━━ Data shown ━━
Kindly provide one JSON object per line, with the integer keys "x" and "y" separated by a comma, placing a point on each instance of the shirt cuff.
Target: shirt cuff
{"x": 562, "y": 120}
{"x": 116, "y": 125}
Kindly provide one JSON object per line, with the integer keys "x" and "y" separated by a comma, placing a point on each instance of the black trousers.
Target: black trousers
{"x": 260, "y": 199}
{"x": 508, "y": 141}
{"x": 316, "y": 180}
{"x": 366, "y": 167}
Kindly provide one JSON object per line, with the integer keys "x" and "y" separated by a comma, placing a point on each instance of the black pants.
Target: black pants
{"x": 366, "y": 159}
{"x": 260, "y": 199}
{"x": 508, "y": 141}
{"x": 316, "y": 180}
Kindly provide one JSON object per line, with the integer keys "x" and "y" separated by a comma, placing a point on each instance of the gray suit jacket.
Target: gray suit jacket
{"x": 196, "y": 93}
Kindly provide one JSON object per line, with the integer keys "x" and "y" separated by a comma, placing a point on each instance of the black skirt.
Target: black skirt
━━━
* **Written exercise**
Reproduce every line of the records above, requests included, adding -80 to each x and y coordinate in the answers.

* **Exercise answer**
Kindly provide one JSON object per line, with the integer keys "x" and "y" separated by a comma, placing a point on each instance of the shirt cuff.
Target: shirt cuff
{"x": 482, "y": 40}
{"x": 36, "y": 45}
Kindly provide one JSON object per line, with the integer keys "x" and "y" separated by a comma, placing a point on each instance of the black trousers.
Target: black trousers
{"x": 180, "y": 119}
{"x": 428, "y": 61}
{"x": 236, "y": 100}
{"x": 286, "y": 87}
Kindly provide one JSON object per line, with the integer keys "x" and "y" separated by a comma, placing a point on each instance of the black pants.
Target: black pants
{"x": 286, "y": 79}
{"x": 180, "y": 119}
{"x": 428, "y": 61}
{"x": 236, "y": 100}
Kindly provide one JSON object per line, with the integer keys "x" and "y" separated by a comma, placing a point on each instance of the gray suit jacket.
Target: gray suit jacket
{"x": 116, "y": 13}
Kindly provide one JSON object per line, with the integer keys "x" and "y" separated by a comma, placing a point on each instance of the black skirt.
Target: black skirt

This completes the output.